> **Passage shown**:

Start of Block

Norman R. Pace
Department of Molecular, Cellular, and Developmental Biology
University of Colorado
The search for life beyond Earth requires understanding the basic chemical requirements for life and the fundamental molecular structures upon which life is likely to be based. Life on Earth is a self-replicating, evolving system based on the element carbon, and life elsewhere is highly likely to be based on carbon as well. Life anywhere will be based on macromolecules (polymers) because of the high degree of specificity required in carrying out reactions in self-sustaining living organisms and the demand for storage of large amounts of information required for living organisms. Because of their ubiquity and simplicity, amino acids, purines, and pyrimidines are likely to be the universal monomeric foundation of polymers upon which life is based. Differences in evolutionary systems will lie at the higher-order levels, the structures of the large molecules assembled from the simple units, and the mechanisms through which they are assembled and in which they participate. Techniques for detecting life beyond Earth could take advantage of the expected universality of the foundations of biology, but must account for likely variations associated with diverse evolutionary pathways.
Humans have long speculated about the possibility of life in settings other than Earth. Only in the past few centuries, however, have we been able to conceive of the specific nature of such settings; other planets around our own Sun, and solar systems like our own elsewhere in the physical universe. Speculation on the nature of life elsewhere generally has paid little heed to constraints imposed by the nature of biochemistry, however. A century of fanciful science fiction writings has resulted not only in social enthusiasm for the quest for extraterrestrial life, but also in fanciful notions of the chemical and physical forms that life can take, what the nature of life can be.

End of Block

> **What to work on**:
1. Translate this sentence from the passage on life beyond Earth into Spanish: "Life on Earth is a self-replicating, evolving system based on the element carbon, and life elsewhere is highly likely to be based on carbon as well."
2. Reproduce the section of the passage on life beyond Earth starting with "Humans have long" and going on through "life can be.".

> **Source material**:
Start of Block

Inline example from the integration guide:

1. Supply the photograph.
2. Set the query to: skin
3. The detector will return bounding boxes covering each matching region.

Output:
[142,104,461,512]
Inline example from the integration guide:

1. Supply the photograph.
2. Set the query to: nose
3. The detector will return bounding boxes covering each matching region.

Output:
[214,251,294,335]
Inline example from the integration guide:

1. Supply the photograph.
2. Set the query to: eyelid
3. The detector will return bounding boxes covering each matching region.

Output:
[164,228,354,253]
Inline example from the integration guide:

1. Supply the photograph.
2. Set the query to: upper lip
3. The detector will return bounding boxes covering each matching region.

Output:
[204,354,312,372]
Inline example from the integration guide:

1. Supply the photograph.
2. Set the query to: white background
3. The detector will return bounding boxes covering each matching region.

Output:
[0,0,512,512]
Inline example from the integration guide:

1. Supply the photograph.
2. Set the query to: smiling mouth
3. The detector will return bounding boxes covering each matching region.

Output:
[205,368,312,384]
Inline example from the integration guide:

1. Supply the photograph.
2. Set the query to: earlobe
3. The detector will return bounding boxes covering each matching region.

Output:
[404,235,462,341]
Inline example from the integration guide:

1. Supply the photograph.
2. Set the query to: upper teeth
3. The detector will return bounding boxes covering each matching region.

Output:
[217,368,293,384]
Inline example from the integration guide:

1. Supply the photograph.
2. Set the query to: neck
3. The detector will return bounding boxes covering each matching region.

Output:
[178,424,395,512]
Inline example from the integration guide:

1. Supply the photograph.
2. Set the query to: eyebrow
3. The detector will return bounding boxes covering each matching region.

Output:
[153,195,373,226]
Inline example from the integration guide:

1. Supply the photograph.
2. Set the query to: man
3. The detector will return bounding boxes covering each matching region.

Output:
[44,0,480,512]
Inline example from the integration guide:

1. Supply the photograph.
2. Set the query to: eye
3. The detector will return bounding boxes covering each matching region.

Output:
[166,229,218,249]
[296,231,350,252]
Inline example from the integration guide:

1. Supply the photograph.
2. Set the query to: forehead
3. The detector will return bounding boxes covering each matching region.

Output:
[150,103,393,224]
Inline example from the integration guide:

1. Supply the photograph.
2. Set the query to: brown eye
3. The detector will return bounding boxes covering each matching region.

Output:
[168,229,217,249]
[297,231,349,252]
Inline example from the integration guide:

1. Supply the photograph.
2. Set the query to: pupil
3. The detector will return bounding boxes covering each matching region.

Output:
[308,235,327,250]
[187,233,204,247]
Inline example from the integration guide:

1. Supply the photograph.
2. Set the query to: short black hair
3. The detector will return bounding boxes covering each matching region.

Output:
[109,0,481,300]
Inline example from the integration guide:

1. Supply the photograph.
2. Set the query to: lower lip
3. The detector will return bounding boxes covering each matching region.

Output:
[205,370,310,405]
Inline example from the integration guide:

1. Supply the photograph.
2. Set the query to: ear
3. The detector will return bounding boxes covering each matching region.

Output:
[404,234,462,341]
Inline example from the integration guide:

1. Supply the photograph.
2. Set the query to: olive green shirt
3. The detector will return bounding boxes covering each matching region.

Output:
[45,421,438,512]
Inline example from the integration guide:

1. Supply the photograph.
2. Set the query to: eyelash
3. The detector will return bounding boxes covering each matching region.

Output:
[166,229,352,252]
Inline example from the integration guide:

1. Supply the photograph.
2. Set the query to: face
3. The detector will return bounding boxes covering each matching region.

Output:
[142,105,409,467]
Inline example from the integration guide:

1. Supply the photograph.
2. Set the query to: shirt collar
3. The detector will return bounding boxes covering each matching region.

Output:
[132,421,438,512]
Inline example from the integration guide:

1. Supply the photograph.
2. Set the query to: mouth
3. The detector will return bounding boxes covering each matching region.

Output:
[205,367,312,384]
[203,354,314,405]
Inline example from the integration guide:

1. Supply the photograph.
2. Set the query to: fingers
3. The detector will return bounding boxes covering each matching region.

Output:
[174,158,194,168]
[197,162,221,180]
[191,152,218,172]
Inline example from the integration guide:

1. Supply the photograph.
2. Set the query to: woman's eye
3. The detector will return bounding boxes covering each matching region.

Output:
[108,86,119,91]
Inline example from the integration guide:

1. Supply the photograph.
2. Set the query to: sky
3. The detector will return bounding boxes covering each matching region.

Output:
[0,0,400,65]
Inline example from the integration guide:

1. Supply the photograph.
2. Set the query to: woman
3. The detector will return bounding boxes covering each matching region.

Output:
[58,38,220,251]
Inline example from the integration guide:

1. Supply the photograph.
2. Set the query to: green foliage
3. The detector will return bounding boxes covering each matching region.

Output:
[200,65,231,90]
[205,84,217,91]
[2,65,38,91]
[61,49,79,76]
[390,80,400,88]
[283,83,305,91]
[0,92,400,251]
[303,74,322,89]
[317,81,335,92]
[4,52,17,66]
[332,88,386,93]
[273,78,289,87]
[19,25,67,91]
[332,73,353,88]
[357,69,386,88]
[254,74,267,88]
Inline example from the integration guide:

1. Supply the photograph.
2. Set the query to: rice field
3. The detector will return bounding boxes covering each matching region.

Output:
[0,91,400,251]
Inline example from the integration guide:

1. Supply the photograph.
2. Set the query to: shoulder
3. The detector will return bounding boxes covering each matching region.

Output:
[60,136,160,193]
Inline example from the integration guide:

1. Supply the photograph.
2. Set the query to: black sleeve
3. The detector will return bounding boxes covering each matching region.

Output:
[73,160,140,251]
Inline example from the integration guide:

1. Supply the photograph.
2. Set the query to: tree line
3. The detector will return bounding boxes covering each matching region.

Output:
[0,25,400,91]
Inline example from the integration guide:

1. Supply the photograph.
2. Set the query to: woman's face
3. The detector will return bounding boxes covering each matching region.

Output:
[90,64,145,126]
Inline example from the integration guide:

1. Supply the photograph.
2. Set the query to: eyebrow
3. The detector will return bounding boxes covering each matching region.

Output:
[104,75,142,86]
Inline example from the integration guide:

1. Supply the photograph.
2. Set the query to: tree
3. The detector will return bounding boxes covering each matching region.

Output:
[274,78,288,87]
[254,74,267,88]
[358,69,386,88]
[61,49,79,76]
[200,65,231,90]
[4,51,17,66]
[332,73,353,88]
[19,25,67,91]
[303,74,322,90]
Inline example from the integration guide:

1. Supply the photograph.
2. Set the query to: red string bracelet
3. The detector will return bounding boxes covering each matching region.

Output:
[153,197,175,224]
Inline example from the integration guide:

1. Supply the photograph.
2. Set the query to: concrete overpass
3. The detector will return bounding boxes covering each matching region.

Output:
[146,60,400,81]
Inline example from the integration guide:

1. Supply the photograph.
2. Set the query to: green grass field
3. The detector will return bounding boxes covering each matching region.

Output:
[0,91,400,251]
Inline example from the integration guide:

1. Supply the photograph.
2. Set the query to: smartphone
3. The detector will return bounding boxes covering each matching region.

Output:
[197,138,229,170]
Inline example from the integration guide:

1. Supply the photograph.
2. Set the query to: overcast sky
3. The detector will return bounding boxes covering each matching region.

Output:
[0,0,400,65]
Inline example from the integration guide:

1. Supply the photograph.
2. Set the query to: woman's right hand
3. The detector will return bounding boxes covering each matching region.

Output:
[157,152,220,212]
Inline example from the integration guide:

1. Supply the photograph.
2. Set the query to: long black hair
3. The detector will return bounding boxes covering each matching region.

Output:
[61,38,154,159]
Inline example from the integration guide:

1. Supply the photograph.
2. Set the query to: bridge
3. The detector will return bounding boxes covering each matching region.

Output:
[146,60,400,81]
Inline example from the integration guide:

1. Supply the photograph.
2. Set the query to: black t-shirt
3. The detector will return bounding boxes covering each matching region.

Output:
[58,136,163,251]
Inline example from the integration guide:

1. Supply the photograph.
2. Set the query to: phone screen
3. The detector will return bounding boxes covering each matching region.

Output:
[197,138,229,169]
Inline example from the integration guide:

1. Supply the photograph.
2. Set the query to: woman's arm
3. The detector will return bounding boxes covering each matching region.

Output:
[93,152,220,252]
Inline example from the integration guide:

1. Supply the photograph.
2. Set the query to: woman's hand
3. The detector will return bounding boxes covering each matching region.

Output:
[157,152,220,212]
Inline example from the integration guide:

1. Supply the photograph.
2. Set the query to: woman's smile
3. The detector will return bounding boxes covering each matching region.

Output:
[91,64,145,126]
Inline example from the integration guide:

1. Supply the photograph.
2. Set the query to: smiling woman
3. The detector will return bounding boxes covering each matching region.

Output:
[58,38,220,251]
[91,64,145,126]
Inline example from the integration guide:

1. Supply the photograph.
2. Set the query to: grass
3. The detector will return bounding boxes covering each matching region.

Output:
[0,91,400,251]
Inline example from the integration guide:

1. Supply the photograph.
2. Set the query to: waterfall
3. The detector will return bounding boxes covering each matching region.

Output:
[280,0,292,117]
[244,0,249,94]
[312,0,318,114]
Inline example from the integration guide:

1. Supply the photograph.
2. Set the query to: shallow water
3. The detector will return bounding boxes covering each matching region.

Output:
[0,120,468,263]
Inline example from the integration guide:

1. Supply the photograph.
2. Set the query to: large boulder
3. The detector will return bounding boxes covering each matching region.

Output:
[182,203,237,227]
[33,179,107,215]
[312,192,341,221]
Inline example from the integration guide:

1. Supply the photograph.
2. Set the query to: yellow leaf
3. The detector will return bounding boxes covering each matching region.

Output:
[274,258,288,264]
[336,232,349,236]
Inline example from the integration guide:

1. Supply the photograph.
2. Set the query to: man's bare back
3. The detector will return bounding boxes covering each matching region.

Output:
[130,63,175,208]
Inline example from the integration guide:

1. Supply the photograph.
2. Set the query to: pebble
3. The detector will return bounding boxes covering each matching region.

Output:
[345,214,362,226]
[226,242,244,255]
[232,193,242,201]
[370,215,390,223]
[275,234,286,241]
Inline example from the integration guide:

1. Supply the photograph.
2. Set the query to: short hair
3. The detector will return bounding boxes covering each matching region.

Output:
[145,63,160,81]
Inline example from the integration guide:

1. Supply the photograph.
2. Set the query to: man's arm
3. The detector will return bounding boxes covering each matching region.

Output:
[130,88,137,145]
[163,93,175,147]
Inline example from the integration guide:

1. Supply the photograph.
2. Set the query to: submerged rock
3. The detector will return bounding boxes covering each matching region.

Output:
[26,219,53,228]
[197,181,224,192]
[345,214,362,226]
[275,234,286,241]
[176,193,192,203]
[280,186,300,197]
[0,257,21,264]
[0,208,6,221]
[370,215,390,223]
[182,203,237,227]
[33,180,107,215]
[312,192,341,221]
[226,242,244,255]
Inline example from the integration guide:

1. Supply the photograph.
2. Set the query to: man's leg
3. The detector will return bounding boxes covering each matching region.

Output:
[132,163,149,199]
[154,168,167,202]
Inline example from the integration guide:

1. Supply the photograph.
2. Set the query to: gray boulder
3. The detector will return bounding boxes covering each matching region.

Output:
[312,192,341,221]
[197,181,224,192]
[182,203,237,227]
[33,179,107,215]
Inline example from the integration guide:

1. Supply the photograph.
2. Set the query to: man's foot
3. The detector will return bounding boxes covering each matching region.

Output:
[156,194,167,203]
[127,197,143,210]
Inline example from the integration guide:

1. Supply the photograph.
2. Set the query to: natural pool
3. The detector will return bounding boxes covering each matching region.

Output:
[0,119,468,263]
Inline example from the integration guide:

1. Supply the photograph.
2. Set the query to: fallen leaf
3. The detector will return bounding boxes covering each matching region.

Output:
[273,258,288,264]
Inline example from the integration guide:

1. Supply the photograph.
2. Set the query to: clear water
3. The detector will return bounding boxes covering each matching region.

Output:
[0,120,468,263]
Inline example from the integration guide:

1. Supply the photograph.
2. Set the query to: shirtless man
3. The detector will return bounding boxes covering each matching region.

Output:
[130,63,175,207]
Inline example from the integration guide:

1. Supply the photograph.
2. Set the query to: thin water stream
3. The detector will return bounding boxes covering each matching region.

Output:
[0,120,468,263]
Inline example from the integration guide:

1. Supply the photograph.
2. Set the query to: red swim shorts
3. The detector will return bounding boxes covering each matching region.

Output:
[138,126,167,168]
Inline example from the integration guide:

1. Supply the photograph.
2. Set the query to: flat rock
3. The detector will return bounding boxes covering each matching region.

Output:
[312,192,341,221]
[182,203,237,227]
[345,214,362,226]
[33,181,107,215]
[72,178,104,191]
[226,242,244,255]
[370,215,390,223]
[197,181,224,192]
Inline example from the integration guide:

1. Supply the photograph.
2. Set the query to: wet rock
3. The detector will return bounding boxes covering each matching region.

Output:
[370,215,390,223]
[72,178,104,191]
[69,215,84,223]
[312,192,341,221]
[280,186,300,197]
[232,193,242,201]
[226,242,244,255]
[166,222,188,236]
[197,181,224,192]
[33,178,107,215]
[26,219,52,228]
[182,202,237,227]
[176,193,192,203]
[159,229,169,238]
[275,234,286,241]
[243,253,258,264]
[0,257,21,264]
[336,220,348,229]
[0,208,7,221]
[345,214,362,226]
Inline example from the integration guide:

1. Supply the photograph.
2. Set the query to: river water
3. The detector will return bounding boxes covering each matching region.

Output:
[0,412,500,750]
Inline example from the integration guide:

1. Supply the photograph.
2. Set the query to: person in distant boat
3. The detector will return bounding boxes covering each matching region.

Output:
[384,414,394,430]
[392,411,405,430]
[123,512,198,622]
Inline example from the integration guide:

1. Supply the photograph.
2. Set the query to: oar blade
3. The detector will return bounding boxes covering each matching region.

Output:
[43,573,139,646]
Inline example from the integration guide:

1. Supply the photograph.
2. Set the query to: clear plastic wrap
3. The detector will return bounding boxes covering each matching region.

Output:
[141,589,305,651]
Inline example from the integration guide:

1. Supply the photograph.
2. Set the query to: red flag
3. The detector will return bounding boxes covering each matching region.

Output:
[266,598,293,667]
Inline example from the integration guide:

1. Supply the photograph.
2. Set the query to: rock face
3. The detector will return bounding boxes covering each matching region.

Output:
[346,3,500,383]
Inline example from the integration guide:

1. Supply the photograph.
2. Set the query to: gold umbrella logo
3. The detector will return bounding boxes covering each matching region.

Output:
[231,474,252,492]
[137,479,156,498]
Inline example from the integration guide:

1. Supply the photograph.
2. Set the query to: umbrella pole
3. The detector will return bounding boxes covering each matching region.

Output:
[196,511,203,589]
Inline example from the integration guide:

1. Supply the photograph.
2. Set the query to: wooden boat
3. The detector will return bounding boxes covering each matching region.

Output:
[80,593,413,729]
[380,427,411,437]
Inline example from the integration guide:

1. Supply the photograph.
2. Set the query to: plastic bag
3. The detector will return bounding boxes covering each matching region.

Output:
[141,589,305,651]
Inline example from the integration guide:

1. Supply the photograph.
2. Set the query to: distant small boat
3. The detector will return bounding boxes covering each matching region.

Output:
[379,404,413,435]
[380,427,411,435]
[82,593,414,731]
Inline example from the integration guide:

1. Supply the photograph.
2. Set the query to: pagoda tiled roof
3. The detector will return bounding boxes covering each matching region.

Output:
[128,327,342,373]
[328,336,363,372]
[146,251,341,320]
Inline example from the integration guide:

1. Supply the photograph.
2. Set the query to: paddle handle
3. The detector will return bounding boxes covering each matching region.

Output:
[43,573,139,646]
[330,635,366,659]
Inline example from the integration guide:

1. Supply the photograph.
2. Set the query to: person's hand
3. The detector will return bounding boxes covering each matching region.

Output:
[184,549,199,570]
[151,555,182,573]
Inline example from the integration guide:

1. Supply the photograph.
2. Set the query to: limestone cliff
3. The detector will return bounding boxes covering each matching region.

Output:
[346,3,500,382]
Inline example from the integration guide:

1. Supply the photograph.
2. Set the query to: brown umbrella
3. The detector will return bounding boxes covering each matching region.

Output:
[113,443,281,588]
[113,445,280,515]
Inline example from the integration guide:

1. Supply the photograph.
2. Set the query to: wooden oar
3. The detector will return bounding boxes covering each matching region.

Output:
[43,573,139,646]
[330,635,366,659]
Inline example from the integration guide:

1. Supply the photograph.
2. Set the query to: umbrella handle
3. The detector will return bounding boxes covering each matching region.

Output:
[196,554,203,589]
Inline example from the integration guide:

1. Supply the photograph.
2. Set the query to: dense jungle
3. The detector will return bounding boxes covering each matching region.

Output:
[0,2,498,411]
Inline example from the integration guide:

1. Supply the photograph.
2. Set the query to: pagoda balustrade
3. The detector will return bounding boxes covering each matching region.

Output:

End of Block

> **Results of the exercise**:
1. La vida en la Tierra es un sistema autorreplicante y en evolución basado en el elemento carbono, y es muy probable que la vida en otros lugares también se base en el carbono.

2.
Humans have long speculated about the possibility of life in settings other than Earth. Only in the past few centuries, however, have we been able to conceive of the specific nature of such settings; other planets around our own Sun, and solar systems like our own elsewhere in the physical universe. Speculation on the nature of life elsewhere generally has paid little heed to constraints imposed by the nature of biochemistry, however. A century of fanciful science fiction writings has resulted not only in social enthusiasm for the quest for extraterrestrial life, but also in fanciful notions of the chemical and physical forms that life can take, what the nature of life can be.